> [DAFTAR TUGAS]
**a)** Cetak bagian kutipan tentang KUHP dari "Mengacu pada ketentuan" sampai "oleh majelis hakim." tanpa perubahan apa pun.
**b)** Jawab pertanyaan berikut berdasarkan kutipan tentang KUHP.
(i) Undang-undang nomor dan tahun berapa yang memuat KUHP versi terbaru?
(ii) Menurut Pasal 39, apa yang tetap dapat dikenakan kepada pelaku yang tidak dapat dijatuhi pidana?
(iii) Menurut Pasal 44 KUHP lama, berapa lama masa percobaan untuk melakukan pengobatan jiwa?

> [KUTIPAN TEKS]
┄┄┄┄┄┄┄┄┄┄┄┄┄┄┄┄┄┄┄┄

Sedangkan dalam Undang-Undang Nomor 1 Tahun 2023 tentang Kitab Undang-Undang Hukum Pidana (KUHP) yang versi terbaru, terdapat sedikit perbuatan mengenai pertanggung-jawaban hukum bagi pelaku kejahatan yang menderita gangguan jiwa. Aturan tersebut tercantum dalam Pasal 38 dan Pasal 39 Undang-Undang Nomor 1 Tahun 2023 tentang Kitab Undang-Undang Hukum Pidana (KUHP) yang berbunyi:

Pasal 38:

Setiap orang yang pada waktu melakukan tindak pidana menyandang disabilitas mental dan/atau disabilitas intelektual dapat dikurangi pidananya dan/atau dapat dikenai tindakan.

Pasal 39:

Setiap Orang yang pada waktu melakukan Tindak Pidana menyandang disabilitas mental yang dalam keadaan kekambuhan akut dan disertai gambaran psikotik dan/atau disabilitas intelektual derajat sedang atau berat tidak dapat dijatuhi pidana, tetapi dapat dikenai tindakan.

Mengacu pada ketentuan dari dua peraturan tersebut, maka terdapat sedikit perbedaan terkait dengan pertanggungjawaban hukum bagi pelaku kejahatan yang menderita gangguan jiwa. Apabila dilihat dengan seksama dalam Pasal 44 ayat (1) dan (2) KUHP lama, disitu telah dijelaskan bahwa pelaku kejahatan yang menderita gangguan jiwa tidak dapat dipidana atau tidak dapat diberikan hukuman namun dapat diberikan tindakan lain berupa masa percobaan selama setahun untuk melakukan pengobatan jiwa di rumah sakit yang telah ditetapkan oleh majelis hakim.

┄┄┄┄┄┄┄┄┄┄┄┄┄┄┄┄┄┄┄┄

> [DATA DITAMPILKAN]
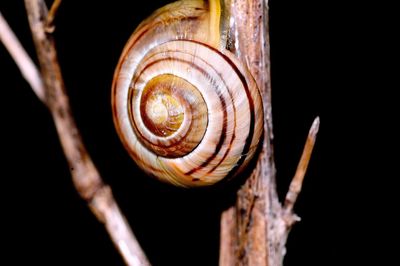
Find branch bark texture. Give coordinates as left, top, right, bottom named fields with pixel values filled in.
left=219, top=0, right=319, bottom=266
left=20, top=0, right=149, bottom=265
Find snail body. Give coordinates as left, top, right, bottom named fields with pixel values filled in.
left=112, top=0, right=263, bottom=187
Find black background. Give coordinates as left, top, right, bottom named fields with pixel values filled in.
left=0, top=0, right=379, bottom=266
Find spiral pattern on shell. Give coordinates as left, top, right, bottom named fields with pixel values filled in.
left=112, top=0, right=263, bottom=187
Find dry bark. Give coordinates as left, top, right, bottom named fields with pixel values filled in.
left=0, top=0, right=319, bottom=266
left=219, top=0, right=319, bottom=266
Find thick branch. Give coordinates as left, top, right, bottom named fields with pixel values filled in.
left=17, top=0, right=149, bottom=265
left=283, top=117, right=319, bottom=215
left=0, top=13, right=44, bottom=102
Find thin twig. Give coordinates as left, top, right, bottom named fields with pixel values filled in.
left=7, top=0, right=150, bottom=265
left=45, top=0, right=62, bottom=33
left=283, top=117, right=319, bottom=214
left=0, top=12, right=45, bottom=102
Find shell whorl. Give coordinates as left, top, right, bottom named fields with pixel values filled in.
left=112, top=1, right=263, bottom=187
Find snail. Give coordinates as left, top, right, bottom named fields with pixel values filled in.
left=112, top=0, right=263, bottom=187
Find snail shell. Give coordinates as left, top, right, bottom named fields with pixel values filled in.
left=112, top=0, right=263, bottom=187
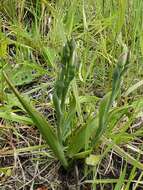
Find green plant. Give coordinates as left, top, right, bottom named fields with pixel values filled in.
left=3, top=37, right=137, bottom=171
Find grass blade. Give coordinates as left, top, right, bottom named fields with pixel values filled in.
left=3, top=72, right=68, bottom=168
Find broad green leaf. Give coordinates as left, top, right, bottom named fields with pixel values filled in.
left=3, top=72, right=68, bottom=168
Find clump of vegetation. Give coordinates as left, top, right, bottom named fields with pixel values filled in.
left=0, top=0, right=143, bottom=190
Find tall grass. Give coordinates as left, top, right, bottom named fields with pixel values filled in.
left=0, top=0, right=143, bottom=189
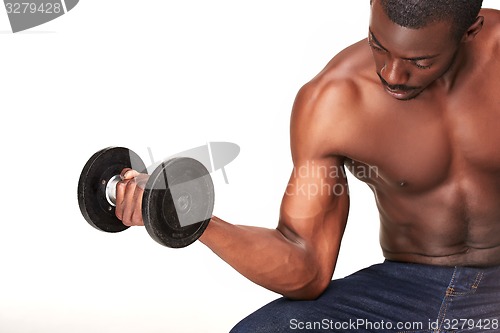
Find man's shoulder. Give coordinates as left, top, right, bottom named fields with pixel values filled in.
left=479, top=8, right=500, bottom=44
left=291, top=40, right=376, bottom=161
left=297, top=40, right=375, bottom=120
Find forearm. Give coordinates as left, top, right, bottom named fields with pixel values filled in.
left=200, top=216, right=331, bottom=299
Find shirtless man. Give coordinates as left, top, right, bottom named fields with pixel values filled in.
left=116, top=0, right=500, bottom=333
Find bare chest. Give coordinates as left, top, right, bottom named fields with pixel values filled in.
left=344, top=92, right=500, bottom=191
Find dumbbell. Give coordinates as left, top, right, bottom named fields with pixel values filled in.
left=78, top=147, right=215, bottom=248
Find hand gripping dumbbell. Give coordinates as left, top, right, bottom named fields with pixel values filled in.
left=78, top=147, right=214, bottom=248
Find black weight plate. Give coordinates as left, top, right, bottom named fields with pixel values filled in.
left=142, top=157, right=215, bottom=248
left=78, top=147, right=146, bottom=232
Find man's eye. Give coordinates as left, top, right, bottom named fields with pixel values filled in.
left=413, top=61, right=432, bottom=69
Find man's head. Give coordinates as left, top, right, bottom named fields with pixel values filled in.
left=368, top=0, right=483, bottom=100
left=371, top=0, right=483, bottom=40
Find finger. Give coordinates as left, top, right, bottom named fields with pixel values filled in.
left=122, top=179, right=137, bottom=226
left=130, top=182, right=144, bottom=226
left=120, top=168, right=140, bottom=179
left=115, top=180, right=130, bottom=221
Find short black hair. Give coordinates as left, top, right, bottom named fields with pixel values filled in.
left=370, top=0, right=483, bottom=39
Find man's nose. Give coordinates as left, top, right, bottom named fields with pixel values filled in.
left=380, top=59, right=410, bottom=86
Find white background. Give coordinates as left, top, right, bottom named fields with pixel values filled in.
left=0, top=0, right=500, bottom=333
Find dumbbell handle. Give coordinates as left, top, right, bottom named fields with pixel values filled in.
left=106, top=175, right=122, bottom=207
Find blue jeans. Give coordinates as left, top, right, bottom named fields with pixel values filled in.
left=231, top=261, right=500, bottom=333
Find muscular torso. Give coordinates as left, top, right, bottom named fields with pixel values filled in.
left=316, top=12, right=500, bottom=266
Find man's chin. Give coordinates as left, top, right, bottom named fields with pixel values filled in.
left=384, top=87, right=422, bottom=101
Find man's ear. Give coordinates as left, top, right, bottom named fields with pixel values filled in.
left=462, top=16, right=484, bottom=43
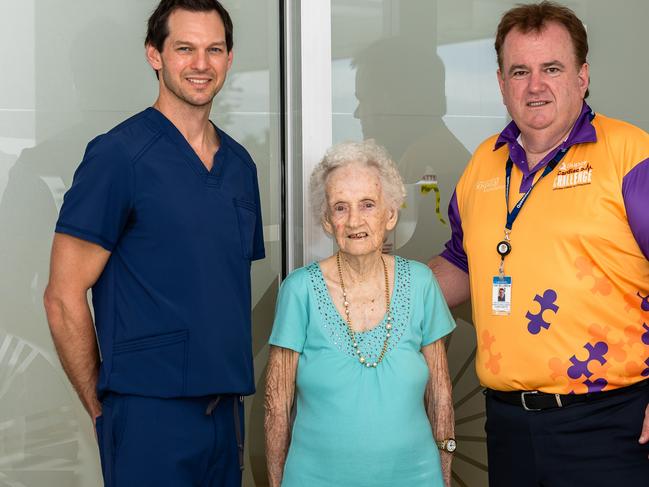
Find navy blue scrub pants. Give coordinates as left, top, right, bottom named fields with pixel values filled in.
left=96, top=393, right=244, bottom=487
left=485, top=387, right=649, bottom=487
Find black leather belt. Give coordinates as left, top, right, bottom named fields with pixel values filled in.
left=485, top=380, right=649, bottom=411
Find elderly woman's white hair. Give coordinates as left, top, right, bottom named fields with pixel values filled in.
left=309, top=139, right=406, bottom=221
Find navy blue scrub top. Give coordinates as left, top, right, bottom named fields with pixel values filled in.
left=56, top=108, right=264, bottom=397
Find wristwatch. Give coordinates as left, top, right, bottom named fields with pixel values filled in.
left=437, top=438, right=457, bottom=453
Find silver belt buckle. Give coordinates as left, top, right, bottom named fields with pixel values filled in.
left=521, top=391, right=541, bottom=411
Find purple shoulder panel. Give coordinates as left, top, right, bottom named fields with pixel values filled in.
left=620, top=158, right=649, bottom=259
left=440, top=191, right=469, bottom=274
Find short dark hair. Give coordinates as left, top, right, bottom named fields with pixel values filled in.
left=144, top=0, right=234, bottom=52
left=494, top=1, right=588, bottom=98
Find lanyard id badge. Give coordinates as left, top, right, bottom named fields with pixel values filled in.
left=491, top=276, right=512, bottom=316
left=491, top=148, right=568, bottom=316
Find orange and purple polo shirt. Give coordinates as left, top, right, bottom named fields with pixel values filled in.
left=442, top=103, right=649, bottom=394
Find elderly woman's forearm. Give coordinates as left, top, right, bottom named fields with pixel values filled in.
left=422, top=339, right=455, bottom=486
left=423, top=339, right=455, bottom=440
left=264, top=346, right=299, bottom=487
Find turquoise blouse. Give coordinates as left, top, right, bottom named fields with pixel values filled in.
left=270, top=257, right=455, bottom=487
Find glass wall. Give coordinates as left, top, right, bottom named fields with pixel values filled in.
left=331, top=0, right=649, bottom=487
left=0, top=0, right=282, bottom=487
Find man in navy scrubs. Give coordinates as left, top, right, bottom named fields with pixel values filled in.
left=45, top=0, right=264, bottom=487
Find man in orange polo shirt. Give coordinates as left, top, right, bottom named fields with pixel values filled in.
left=430, top=2, right=649, bottom=487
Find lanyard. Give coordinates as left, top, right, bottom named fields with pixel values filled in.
left=505, top=149, right=568, bottom=232
left=496, top=148, right=568, bottom=276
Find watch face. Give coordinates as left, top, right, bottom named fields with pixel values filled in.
left=446, top=438, right=457, bottom=453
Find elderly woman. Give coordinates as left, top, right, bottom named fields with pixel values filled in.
left=265, top=141, right=455, bottom=487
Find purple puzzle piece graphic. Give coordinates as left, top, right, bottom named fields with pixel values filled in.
left=584, top=379, right=608, bottom=392
left=568, top=342, right=608, bottom=384
left=525, top=289, right=559, bottom=335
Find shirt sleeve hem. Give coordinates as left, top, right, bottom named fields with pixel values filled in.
left=54, top=223, right=115, bottom=252
left=268, top=337, right=304, bottom=353
left=439, top=249, right=469, bottom=274
left=421, top=323, right=457, bottom=348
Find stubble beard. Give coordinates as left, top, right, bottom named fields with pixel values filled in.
left=160, top=69, right=219, bottom=108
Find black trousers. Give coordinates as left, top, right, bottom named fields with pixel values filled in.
left=485, top=387, right=649, bottom=487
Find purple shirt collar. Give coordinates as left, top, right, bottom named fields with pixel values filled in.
left=494, top=101, right=597, bottom=176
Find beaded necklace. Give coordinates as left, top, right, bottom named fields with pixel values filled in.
left=336, top=251, right=392, bottom=368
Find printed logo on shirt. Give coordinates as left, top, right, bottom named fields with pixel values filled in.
left=552, top=161, right=593, bottom=189
left=475, top=177, right=505, bottom=193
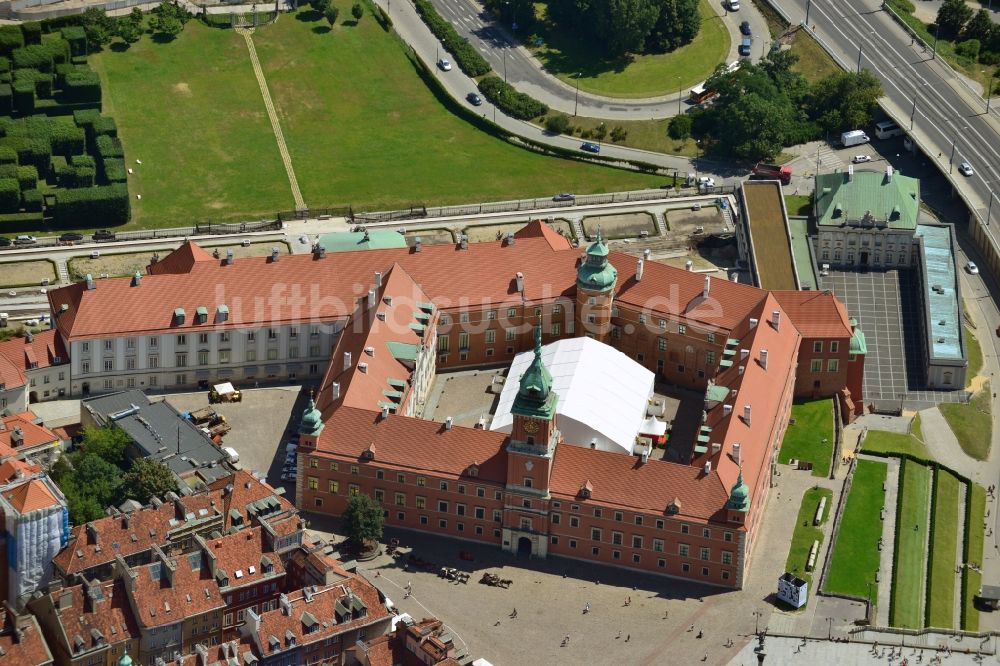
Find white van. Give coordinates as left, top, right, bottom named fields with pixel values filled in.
left=875, top=120, right=903, bottom=139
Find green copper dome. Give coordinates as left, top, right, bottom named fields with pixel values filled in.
left=726, top=467, right=750, bottom=513
left=299, top=397, right=323, bottom=437
left=511, top=326, right=558, bottom=419
left=576, top=227, right=618, bottom=292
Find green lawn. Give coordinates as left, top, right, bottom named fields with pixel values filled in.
left=927, top=470, right=965, bottom=629
left=938, top=382, right=993, bottom=460
left=965, top=326, right=983, bottom=388
left=889, top=458, right=932, bottom=629
left=862, top=414, right=931, bottom=460
left=778, top=398, right=833, bottom=477
left=529, top=0, right=730, bottom=97
left=785, top=488, right=833, bottom=591
left=91, top=11, right=662, bottom=227
left=962, top=483, right=986, bottom=631
left=826, top=460, right=892, bottom=603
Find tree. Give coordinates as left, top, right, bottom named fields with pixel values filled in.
left=343, top=495, right=385, bottom=546
left=122, top=458, right=177, bottom=504
left=545, top=113, right=570, bottom=134
left=934, top=0, right=973, bottom=39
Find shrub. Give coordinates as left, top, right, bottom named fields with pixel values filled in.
left=0, top=25, right=24, bottom=55
left=49, top=123, right=86, bottom=155
left=103, top=157, right=128, bottom=183
left=545, top=113, right=570, bottom=134
left=479, top=76, right=549, bottom=120
left=0, top=178, right=21, bottom=213
left=63, top=69, right=101, bottom=102
left=52, top=181, right=131, bottom=227
left=414, top=0, right=490, bottom=76
left=97, top=136, right=125, bottom=159
left=60, top=25, right=87, bottom=56
left=21, top=190, right=45, bottom=213
left=17, top=166, right=38, bottom=191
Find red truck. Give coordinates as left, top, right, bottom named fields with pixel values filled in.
left=753, top=162, right=792, bottom=185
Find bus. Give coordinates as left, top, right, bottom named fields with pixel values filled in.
left=875, top=120, right=903, bottom=139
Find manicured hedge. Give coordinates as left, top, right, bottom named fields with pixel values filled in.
left=414, top=0, right=491, bottom=76
left=479, top=76, right=549, bottom=120
left=54, top=181, right=130, bottom=227
left=0, top=178, right=21, bottom=213
left=21, top=190, right=45, bottom=212
left=63, top=69, right=101, bottom=102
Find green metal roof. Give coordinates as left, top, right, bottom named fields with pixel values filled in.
left=815, top=171, right=920, bottom=230
left=319, top=229, right=406, bottom=252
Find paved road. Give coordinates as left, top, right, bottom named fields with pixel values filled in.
left=774, top=0, right=1000, bottom=223
left=431, top=0, right=770, bottom=120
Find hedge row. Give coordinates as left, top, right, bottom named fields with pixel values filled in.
left=479, top=76, right=549, bottom=120
left=54, top=181, right=130, bottom=227
left=414, top=0, right=491, bottom=77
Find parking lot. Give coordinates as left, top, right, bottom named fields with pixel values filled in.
left=821, top=270, right=965, bottom=409
left=158, top=386, right=309, bottom=482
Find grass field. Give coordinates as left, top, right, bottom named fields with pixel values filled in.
left=91, top=9, right=662, bottom=227
left=778, top=399, right=833, bottom=477
left=962, top=483, right=986, bottom=631
left=785, top=488, right=833, bottom=588
left=889, top=459, right=932, bottom=629
left=863, top=414, right=931, bottom=460
left=529, top=0, right=730, bottom=97
left=927, top=470, right=965, bottom=629
left=825, top=460, right=891, bottom=603
left=938, top=382, right=993, bottom=460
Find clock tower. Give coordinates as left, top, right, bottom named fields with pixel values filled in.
left=503, top=327, right=560, bottom=557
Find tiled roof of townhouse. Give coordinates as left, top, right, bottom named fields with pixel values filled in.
left=0, top=607, right=52, bottom=666
left=48, top=221, right=776, bottom=340
left=32, top=579, right=139, bottom=654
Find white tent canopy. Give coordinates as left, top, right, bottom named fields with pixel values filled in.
left=490, top=337, right=666, bottom=454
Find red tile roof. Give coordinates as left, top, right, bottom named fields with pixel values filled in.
left=316, top=407, right=507, bottom=483
left=773, top=291, right=852, bottom=340
left=0, top=609, right=52, bottom=666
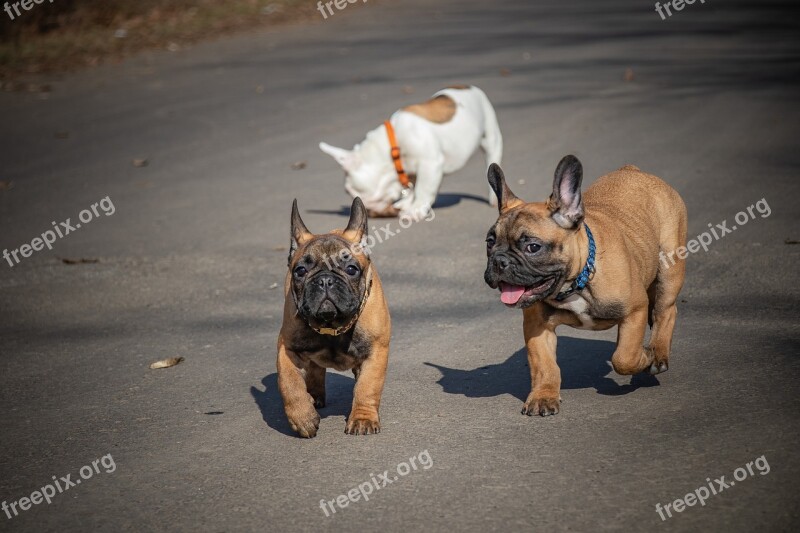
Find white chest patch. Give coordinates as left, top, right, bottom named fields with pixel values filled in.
left=550, top=294, right=594, bottom=329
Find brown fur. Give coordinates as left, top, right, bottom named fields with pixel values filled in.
left=403, top=94, right=456, bottom=124
left=488, top=158, right=687, bottom=416
left=277, top=198, right=391, bottom=438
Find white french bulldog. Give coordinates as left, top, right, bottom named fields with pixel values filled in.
left=319, top=86, right=503, bottom=219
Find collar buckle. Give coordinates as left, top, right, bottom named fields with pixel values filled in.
left=555, top=222, right=596, bottom=302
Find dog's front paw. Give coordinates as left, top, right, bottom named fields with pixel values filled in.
left=344, top=416, right=381, bottom=435
left=286, top=408, right=319, bottom=439
left=522, top=393, right=561, bottom=416
left=644, top=348, right=669, bottom=376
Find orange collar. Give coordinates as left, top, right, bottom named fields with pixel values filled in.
left=383, top=120, right=411, bottom=189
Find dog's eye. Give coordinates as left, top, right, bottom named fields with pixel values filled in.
left=525, top=242, right=542, bottom=254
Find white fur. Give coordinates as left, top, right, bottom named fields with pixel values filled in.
left=547, top=286, right=594, bottom=329
left=319, top=87, right=503, bottom=217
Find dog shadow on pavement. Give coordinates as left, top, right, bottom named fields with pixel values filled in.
left=308, top=193, right=489, bottom=217
left=250, top=372, right=355, bottom=437
left=425, top=337, right=659, bottom=402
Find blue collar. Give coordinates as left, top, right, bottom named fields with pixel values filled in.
left=556, top=222, right=595, bottom=302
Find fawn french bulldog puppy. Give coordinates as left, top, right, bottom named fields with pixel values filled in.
left=484, top=155, right=687, bottom=416
left=277, top=198, right=392, bottom=438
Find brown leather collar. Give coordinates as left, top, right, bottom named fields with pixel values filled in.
left=383, top=120, right=412, bottom=189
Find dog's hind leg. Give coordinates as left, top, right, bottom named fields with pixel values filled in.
left=647, top=193, right=687, bottom=374
left=478, top=89, right=503, bottom=206
left=647, top=251, right=686, bottom=374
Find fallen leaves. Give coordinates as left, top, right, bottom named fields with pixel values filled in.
left=150, top=357, right=184, bottom=370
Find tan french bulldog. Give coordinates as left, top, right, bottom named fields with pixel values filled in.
left=484, top=155, right=687, bottom=416
left=277, top=198, right=392, bottom=438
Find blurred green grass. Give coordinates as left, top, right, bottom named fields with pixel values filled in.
left=0, top=0, right=316, bottom=79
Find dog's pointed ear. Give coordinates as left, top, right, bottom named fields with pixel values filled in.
left=547, top=155, right=583, bottom=229
left=342, top=196, right=369, bottom=243
left=487, top=163, right=525, bottom=213
left=289, top=198, right=314, bottom=259
left=319, top=143, right=361, bottom=171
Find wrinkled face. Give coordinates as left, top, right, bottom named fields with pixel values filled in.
left=483, top=203, right=576, bottom=308
left=289, top=234, right=369, bottom=329
left=344, top=163, right=403, bottom=217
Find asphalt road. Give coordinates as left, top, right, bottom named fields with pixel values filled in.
left=0, top=0, right=800, bottom=532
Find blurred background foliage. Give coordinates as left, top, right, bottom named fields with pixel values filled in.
left=0, top=0, right=316, bottom=78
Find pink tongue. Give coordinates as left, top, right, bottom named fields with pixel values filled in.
left=500, top=283, right=525, bottom=305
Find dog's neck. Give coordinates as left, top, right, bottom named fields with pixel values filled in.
left=356, top=124, right=392, bottom=167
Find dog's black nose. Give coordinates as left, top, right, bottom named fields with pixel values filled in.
left=317, top=300, right=337, bottom=322
left=494, top=255, right=508, bottom=272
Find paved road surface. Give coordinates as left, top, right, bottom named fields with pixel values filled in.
left=0, top=0, right=800, bottom=531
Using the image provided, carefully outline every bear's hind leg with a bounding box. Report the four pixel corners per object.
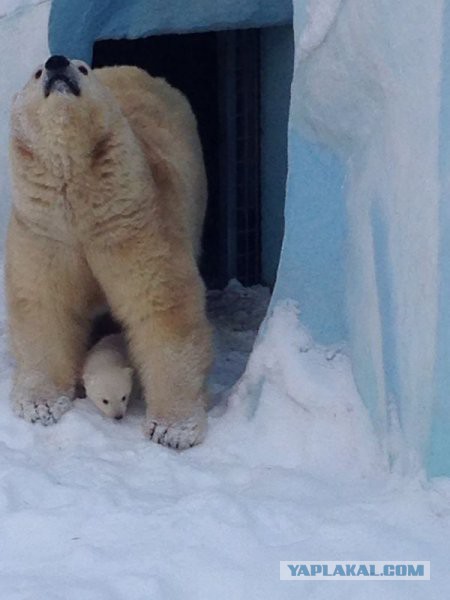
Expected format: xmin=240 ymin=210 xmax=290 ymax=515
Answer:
xmin=89 ymin=236 xmax=211 ymax=450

┄┄┄┄┄┄┄┄┄┄┄┄┄┄┄┄┄┄┄┄

> [JAWABAN PER TUGAS]
**a)**
Mengacu pada ketentuan dari dua peraturan tersebut, maka terdapat sedikit perbedaan terkait dengan pertanggungjawaban hukum bagi pelaku kejahatan yang menderita gangguan jiwa. Apabila dilihat dengan seksama dalam Pasal 44 ayat (1) dan (2) KUHP lama, disitu telah dijelaskan bahwa pelaku kejahatan yang menderita gangguan jiwa tidak dapat dipidana atau tidak dapat diberikan hukuman namun dapat diberikan tindakan lain berupa masa percobaan selama setahun untuk melakukan pengobatan jiwa di rumah sakit yang telah ditetapkan oleh majelis hakim.

**b)**
(i) Undang-Undang Nomor 1 Tahun 2023.
(ii) Tindakan.
(iii) Setahun.